======== SELECTION ========
Chapter 3. Validating DocBook Documents
A key feature of XML markup is that you validate it. The DocBook schema is a precise description of valid nesting: the order of elements, and their content. All DocBook documents must conform to this description or they are not DocBook documents (by definition). The validation technology that is built into XML is the Document Type Definition or DTD. A validating parser is a program that can read the DTD and a particular document and determine whether the exact nesting and order of elements in the document is valid according to the DTD.
DocBook is now defined by a RELAX NG grammar and Schematron rules, so it is no longer necessary to validate with the DTD. In fact, it isn’t even very valuable since the DTD version doesn’t enforce many DocBook constraints. Instead, an external RELAX NG and Schematron validator must be used.
Validation is performed on a document after it has been parsed. It is possible for parsing errors to occur as well as validation errors (if, for example, your document isn’t well-formed XML). We’re going to assume that your documents are well-formed and not discuss XML parsing errors.
========
_EXERCISE INSTRUCTIONS_
A. Answer these questions from the DocBook validation chapter:
(i) What validation technology is built into XML?
(ii) What defines DocBook now?
(iii) Is validation performed on a document before or after it has been parsed?
B. Write out the DocBook validation chapter from "Chapter 3. Validating" up to and including "to the DTD.".
C. Say whether each statement agrees with the DocBook validation chapter, answering yes or no and quoting the words that decide it:
(i) The DTD version enforces all DocBook constraints.
(ii) A validating parser can read both the DTD and a particular document.
(iii) The chapter will discuss XML parsing errors.
======== DATASET RECORDS ========
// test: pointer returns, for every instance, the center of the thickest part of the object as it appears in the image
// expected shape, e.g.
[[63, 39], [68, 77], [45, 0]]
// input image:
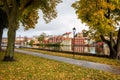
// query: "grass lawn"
[[108, 61], [27, 67]]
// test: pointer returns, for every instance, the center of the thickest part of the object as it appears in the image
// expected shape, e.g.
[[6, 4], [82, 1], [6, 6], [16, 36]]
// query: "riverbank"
[[29, 67], [98, 59]]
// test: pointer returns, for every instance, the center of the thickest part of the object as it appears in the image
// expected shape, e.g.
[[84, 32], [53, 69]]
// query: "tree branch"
[[26, 5]]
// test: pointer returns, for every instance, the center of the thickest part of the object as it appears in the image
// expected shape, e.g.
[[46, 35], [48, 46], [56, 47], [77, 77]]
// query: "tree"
[[25, 12], [102, 17], [3, 23], [31, 43]]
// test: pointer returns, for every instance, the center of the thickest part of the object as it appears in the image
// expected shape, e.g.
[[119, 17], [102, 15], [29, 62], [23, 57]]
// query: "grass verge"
[[108, 61], [27, 67]]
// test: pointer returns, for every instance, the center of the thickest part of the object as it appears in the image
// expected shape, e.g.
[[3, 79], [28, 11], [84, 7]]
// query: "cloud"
[[65, 22]]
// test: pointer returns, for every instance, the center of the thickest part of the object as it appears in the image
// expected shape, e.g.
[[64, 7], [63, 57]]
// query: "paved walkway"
[[87, 64]]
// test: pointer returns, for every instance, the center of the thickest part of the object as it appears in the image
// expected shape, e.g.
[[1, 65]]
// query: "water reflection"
[[80, 49]]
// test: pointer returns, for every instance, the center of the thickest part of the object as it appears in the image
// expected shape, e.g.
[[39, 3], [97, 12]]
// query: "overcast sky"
[[64, 22]]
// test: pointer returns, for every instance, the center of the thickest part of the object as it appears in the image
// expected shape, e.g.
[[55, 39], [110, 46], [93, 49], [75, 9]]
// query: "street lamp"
[[74, 30]]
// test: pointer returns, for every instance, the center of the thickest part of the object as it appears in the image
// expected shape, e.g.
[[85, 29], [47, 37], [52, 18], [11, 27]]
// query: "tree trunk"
[[12, 18], [9, 55], [118, 45], [111, 46], [1, 32]]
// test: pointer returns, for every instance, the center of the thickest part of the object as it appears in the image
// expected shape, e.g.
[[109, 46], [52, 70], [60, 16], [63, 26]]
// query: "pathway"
[[93, 65]]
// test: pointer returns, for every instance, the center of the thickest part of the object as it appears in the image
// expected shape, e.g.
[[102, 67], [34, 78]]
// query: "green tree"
[[102, 17], [41, 39], [31, 43], [25, 12], [3, 23]]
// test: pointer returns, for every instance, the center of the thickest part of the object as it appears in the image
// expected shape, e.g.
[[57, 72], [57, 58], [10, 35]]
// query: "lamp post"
[[74, 30]]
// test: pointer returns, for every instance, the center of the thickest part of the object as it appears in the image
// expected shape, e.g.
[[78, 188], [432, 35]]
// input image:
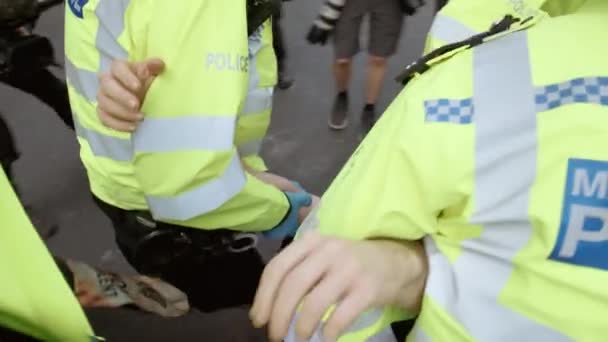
========
_IN RESPONSE_
A.
(i) The Document Type Definition, or DTD.
(ii) A RELAX NG grammar and Schematron rules.
(iii) After it has been parsed.

B.
Chapter 3. Validating DocBook Documents
A key feature of XML markup is that you validate it. The DocBook schema is a precise description of valid nesting: the order of elements, and their content. All DocBook documents must conform to this description or they are not DocBook documents (by definition). The validation technology that is built into XML is the Document Type Definition or DTD. A validating parser is a program that can read the DTD and a particular document and determine whether the exact nesting and order of elements in the document is valid according to the DTD.

C.
(i) No: "the DTD version doesn’t enforce many DocBook constraints"
(ii) Yes: "A validating parser is a program that can read the DTD and a particular document"
(iii) No: "We’re going to assume that your documents are well-formed and not discuss XML parsing errors."